SET PROBLEM ▸ Each record below must be returned exactly as shown.

SUPPLIED RECORDS ▸
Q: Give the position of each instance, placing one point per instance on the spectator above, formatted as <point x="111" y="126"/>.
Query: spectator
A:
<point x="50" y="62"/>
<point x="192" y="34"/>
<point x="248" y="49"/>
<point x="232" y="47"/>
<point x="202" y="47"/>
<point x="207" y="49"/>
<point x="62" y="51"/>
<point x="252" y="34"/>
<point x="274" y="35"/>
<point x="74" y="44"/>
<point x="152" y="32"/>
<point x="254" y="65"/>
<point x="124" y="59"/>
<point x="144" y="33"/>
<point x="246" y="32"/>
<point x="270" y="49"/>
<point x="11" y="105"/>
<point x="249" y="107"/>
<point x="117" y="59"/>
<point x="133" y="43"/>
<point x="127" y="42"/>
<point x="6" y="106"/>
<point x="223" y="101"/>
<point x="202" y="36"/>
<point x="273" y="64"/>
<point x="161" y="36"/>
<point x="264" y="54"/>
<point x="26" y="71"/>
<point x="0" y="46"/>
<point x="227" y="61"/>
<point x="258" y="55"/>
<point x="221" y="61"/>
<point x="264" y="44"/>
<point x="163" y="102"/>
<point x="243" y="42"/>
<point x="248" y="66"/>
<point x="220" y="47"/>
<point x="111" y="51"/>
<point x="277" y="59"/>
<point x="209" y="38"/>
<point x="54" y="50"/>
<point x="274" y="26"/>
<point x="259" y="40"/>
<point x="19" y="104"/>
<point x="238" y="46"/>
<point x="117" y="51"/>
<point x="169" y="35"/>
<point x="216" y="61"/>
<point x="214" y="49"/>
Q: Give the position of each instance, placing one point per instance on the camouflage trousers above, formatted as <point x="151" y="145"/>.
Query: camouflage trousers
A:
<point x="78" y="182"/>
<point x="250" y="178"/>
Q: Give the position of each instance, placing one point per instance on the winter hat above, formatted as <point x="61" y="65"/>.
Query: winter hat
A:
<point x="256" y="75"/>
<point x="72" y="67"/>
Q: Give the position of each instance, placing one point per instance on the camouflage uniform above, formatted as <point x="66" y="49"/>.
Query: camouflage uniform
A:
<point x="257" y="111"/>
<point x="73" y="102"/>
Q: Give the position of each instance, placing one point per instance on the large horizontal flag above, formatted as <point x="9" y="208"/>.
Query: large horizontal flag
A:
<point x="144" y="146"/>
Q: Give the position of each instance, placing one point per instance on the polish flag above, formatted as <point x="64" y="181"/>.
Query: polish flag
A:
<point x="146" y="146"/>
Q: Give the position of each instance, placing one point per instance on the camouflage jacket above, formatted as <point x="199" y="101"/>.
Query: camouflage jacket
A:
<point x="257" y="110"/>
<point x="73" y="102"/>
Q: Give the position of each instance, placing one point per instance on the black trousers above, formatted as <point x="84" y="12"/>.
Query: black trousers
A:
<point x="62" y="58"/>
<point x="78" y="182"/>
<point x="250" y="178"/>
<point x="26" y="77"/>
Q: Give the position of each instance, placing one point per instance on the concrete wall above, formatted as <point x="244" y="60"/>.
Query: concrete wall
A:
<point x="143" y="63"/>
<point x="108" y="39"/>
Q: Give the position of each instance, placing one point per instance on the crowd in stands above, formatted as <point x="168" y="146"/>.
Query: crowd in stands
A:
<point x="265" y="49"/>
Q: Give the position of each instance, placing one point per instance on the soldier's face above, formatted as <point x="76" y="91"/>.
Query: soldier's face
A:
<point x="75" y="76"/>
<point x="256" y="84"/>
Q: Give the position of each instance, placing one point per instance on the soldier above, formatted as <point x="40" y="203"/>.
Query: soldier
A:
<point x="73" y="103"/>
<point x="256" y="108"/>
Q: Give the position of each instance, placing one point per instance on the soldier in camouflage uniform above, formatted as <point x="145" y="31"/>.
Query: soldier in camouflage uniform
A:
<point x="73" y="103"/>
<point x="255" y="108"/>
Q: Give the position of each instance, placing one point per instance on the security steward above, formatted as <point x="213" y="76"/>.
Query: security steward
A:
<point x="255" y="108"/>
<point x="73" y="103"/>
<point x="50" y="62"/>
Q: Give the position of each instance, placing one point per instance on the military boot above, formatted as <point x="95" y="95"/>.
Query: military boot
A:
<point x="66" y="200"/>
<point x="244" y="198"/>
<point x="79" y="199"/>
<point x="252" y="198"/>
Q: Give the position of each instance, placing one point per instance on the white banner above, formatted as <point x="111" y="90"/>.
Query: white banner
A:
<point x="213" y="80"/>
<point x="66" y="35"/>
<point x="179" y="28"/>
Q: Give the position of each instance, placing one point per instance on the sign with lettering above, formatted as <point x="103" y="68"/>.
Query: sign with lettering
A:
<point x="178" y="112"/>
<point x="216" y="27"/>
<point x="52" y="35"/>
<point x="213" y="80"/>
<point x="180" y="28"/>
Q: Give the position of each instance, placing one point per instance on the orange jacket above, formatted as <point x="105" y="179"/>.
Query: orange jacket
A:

IN RESPONSE ▸
Q: Give the position of each instance, placing one point per instance on the spectator above, formatted as <point x="111" y="126"/>.
Query: spectator
A:
<point x="50" y="62"/>
<point x="192" y="34"/>
<point x="248" y="49"/>
<point x="232" y="47"/>
<point x="202" y="47"/>
<point x="207" y="49"/>
<point x="62" y="51"/>
<point x="252" y="34"/>
<point x="274" y="35"/>
<point x="74" y="44"/>
<point x="152" y="32"/>
<point x="254" y="65"/>
<point x="124" y="59"/>
<point x="144" y="33"/>
<point x="246" y="32"/>
<point x="270" y="49"/>
<point x="11" y="105"/>
<point x="249" y="107"/>
<point x="117" y="59"/>
<point x="133" y="43"/>
<point x="127" y="42"/>
<point x="6" y="106"/>
<point x="223" y="101"/>
<point x="202" y="36"/>
<point x="273" y="64"/>
<point x="161" y="36"/>
<point x="264" y="54"/>
<point x="26" y="71"/>
<point x="0" y="46"/>
<point x="227" y="61"/>
<point x="258" y="55"/>
<point x="221" y="61"/>
<point x="264" y="44"/>
<point x="163" y="102"/>
<point x="243" y="42"/>
<point x="248" y="66"/>
<point x="220" y="47"/>
<point x="111" y="51"/>
<point x="277" y="59"/>
<point x="209" y="38"/>
<point x="54" y="50"/>
<point x="274" y="26"/>
<point x="259" y="40"/>
<point x="19" y="104"/>
<point x="238" y="46"/>
<point x="117" y="51"/>
<point x="169" y="35"/>
<point x="216" y="61"/>
<point x="214" y="49"/>
Q: Give the position of each instance, placing one point per instance on the camouflage trousers above, formatted as <point x="151" y="145"/>.
Query: camouflage trousers
A:
<point x="78" y="182"/>
<point x="250" y="178"/>
Q: Give the position of each instance, placing one point per instance on the winter hat above, formatted as <point x="61" y="65"/>.
Query: winter hat
A:
<point x="256" y="75"/>
<point x="72" y="67"/>
Q: Give the position of each instance, placing one point per instance on the camouflage uniform above, formatted as <point x="66" y="49"/>.
Query: camouflage uniform
A:
<point x="257" y="111"/>
<point x="73" y="102"/>
Q: Give the position of each instance, placing one point per instance on the large horizontal flag above, formatted as <point x="9" y="208"/>.
Query: large horizontal flag
A:
<point x="144" y="146"/>
Q: Give the position of each instance, placing one point per instance on the polish flag above, formatted as <point x="64" y="181"/>.
Query: polish flag
A:
<point x="146" y="146"/>
Q: Give the position of each instance, placing one point per instance on the camouflage jacket above, formatted as <point x="199" y="101"/>.
Query: camouflage jacket
A:
<point x="257" y="110"/>
<point x="73" y="102"/>
Q: Give the position of each instance, placing one point per instance on the black trousers above, formatted as <point x="84" y="12"/>.
Query: black trousers
A:
<point x="62" y="58"/>
<point x="78" y="182"/>
<point x="250" y="178"/>
<point x="26" y="77"/>
Q: Give the position of each instance, placing one point per instance on the concrete wall above, formatted as <point x="244" y="60"/>.
Query: concrete wall
A:
<point x="143" y="63"/>
<point x="108" y="39"/>
Q: Give the position of each instance, placing one point per instance on the crowd in stands above, formatted as <point x="168" y="146"/>.
Query: crowd in stands
A:
<point x="265" y="49"/>
Q: Give the position of each instance, placing one point per instance on the soldier's face above, formatted as <point x="76" y="91"/>.
Query: soldier's face
A:
<point x="75" y="76"/>
<point x="256" y="84"/>
Q: Give the position of each instance, placing one point per instance on the soldier above, formatted as <point x="40" y="203"/>.
Query: soldier
A:
<point x="73" y="103"/>
<point x="256" y="108"/>
Q: Give the position of each instance, placing one point per instance on the soldier in camouflage uniform above, formatted as <point x="145" y="31"/>.
Query: soldier in camouflage uniform
A:
<point x="73" y="103"/>
<point x="255" y="108"/>
Q: Give the position of each instance, placing one point per instance on the security steward above, formatted as <point x="213" y="76"/>.
Query: security steward
A:
<point x="255" y="108"/>
<point x="73" y="103"/>
<point x="50" y="62"/>
Q: Give the position of each instance, placing one point per instance on the military boot above, formatted as <point x="95" y="95"/>.
Query: military boot
A:
<point x="66" y="200"/>
<point x="244" y="198"/>
<point x="79" y="199"/>
<point x="252" y="198"/>
Q: Give the position of each instance, placing one point per instance on the white banner above, formatted as <point x="111" y="90"/>.
Query: white banner
A:
<point x="213" y="80"/>
<point x="66" y="35"/>
<point x="179" y="28"/>
Q: Give the position of each instance, placing one point per instance on the sign with lettering above, formatted as <point x="103" y="68"/>.
Query: sign with lettering
A:
<point x="178" y="112"/>
<point x="216" y="27"/>
<point x="52" y="35"/>
<point x="213" y="80"/>
<point x="180" y="28"/>
Q: Give the position of each instance, placing one point per instance on the orange jacket above, formatted as <point x="105" y="179"/>.
Query: orange jacket
A:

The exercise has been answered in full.